- _TO DO_
Copy the items word for word, beginning with the line that contains "hand holding glass" and ending after the line that contains "(77, 268), (586, 325)".

- _THE RECORDS_
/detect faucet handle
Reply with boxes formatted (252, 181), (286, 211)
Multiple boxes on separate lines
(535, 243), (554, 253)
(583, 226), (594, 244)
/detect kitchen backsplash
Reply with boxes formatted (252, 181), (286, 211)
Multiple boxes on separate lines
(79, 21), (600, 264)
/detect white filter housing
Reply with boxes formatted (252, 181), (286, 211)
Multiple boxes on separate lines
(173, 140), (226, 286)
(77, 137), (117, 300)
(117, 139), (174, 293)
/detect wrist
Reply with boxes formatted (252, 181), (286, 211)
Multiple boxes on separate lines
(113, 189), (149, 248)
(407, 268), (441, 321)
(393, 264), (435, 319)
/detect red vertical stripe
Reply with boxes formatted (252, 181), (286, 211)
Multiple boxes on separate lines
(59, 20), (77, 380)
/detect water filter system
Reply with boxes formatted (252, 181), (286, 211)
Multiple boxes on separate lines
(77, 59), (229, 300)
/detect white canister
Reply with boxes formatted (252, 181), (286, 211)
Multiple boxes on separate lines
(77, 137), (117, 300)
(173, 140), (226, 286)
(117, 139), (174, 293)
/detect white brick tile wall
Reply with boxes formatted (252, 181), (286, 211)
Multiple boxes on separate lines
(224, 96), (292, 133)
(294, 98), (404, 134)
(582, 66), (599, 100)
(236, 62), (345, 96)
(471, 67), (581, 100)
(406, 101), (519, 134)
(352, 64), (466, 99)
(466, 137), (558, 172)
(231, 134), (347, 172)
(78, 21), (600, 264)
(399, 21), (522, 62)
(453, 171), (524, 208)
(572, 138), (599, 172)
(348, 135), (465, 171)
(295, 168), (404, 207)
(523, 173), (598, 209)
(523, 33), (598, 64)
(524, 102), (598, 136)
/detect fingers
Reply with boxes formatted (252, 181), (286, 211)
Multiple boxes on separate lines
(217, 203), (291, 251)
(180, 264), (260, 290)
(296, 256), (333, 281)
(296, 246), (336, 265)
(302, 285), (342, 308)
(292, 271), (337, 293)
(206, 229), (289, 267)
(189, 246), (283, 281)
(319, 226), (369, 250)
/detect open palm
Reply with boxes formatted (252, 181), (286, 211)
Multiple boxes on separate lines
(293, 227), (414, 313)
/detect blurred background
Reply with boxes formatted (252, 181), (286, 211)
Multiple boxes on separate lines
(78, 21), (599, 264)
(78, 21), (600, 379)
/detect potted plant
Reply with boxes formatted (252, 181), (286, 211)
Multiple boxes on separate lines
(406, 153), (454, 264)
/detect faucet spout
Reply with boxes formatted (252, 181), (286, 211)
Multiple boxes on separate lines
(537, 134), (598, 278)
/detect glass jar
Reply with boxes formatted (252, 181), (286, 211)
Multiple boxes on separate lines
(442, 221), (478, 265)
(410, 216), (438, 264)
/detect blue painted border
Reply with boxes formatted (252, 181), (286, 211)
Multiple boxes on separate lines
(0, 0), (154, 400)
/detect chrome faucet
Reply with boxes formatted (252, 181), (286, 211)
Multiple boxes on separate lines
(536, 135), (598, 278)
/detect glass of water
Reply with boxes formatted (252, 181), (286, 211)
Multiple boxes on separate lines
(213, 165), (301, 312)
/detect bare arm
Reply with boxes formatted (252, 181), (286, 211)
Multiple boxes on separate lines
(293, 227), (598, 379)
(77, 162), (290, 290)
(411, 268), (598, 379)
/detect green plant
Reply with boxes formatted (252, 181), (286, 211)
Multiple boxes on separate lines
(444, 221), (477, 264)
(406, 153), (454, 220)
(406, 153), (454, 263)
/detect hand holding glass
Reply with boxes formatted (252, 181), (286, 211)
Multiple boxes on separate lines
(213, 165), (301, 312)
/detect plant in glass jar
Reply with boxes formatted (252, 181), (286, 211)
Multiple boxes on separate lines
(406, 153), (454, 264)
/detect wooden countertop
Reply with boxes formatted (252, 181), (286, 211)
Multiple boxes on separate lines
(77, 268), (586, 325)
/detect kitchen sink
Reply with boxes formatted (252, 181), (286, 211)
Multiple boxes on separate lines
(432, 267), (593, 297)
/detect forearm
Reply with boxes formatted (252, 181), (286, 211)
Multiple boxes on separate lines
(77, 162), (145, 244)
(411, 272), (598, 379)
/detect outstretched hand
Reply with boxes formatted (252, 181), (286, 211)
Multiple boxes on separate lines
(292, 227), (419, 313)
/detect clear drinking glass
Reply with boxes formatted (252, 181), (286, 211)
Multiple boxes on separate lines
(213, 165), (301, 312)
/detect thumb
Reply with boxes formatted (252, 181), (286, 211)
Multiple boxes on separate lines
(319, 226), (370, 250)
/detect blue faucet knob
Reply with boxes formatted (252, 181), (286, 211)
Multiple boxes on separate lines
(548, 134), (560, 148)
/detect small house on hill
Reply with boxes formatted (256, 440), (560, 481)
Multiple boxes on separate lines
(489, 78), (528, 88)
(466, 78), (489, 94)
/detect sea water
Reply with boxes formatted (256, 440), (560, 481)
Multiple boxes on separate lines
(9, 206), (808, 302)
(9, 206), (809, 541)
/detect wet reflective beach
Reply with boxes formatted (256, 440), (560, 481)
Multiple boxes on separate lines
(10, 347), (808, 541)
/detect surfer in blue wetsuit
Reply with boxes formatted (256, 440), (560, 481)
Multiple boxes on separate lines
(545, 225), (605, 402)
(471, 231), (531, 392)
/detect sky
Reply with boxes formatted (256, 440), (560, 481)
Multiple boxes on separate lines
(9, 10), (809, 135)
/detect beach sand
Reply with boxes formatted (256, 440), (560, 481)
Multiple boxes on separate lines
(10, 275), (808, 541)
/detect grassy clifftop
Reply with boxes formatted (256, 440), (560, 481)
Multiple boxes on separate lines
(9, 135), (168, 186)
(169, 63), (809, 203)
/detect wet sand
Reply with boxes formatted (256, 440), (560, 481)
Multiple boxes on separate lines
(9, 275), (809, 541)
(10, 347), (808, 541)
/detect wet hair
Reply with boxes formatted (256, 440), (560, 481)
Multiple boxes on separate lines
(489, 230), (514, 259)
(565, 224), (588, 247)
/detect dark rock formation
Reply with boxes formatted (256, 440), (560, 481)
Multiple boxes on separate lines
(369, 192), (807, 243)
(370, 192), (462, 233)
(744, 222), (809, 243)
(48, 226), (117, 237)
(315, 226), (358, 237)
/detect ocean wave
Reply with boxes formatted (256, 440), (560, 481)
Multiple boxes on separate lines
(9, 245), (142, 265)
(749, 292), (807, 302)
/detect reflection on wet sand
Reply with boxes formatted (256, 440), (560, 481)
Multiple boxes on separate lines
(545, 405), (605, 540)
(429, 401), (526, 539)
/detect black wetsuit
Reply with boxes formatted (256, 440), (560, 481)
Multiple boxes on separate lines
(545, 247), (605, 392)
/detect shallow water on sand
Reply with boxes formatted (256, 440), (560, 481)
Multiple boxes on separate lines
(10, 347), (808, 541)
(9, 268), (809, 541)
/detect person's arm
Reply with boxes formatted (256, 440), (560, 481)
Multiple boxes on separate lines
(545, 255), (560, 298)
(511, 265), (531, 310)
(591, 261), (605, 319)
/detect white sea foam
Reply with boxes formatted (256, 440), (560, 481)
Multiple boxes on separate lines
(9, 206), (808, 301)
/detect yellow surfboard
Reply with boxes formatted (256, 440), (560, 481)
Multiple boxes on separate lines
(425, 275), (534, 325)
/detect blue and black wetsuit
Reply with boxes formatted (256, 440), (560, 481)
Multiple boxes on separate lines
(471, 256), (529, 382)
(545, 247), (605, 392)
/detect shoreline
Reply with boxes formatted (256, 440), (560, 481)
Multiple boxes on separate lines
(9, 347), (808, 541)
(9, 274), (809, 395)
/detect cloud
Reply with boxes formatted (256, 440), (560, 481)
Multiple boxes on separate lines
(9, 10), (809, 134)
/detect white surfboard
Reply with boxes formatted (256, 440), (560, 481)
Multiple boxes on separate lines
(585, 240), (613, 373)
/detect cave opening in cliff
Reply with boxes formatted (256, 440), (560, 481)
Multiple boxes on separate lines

- _COMPLETED TASK_
/detect hand holding glass
Reply with boxes formatted (252, 181), (286, 211)
Multiple boxes on separate lines
(213, 165), (301, 312)
/detect plant in glass jar
Reply with boxes formatted (252, 181), (286, 211)
Multiple boxes on separate lines
(406, 153), (454, 264)
/detect wooden countertop
Reply with boxes formatted (252, 181), (286, 211)
Multiple boxes on separate lines
(77, 268), (586, 325)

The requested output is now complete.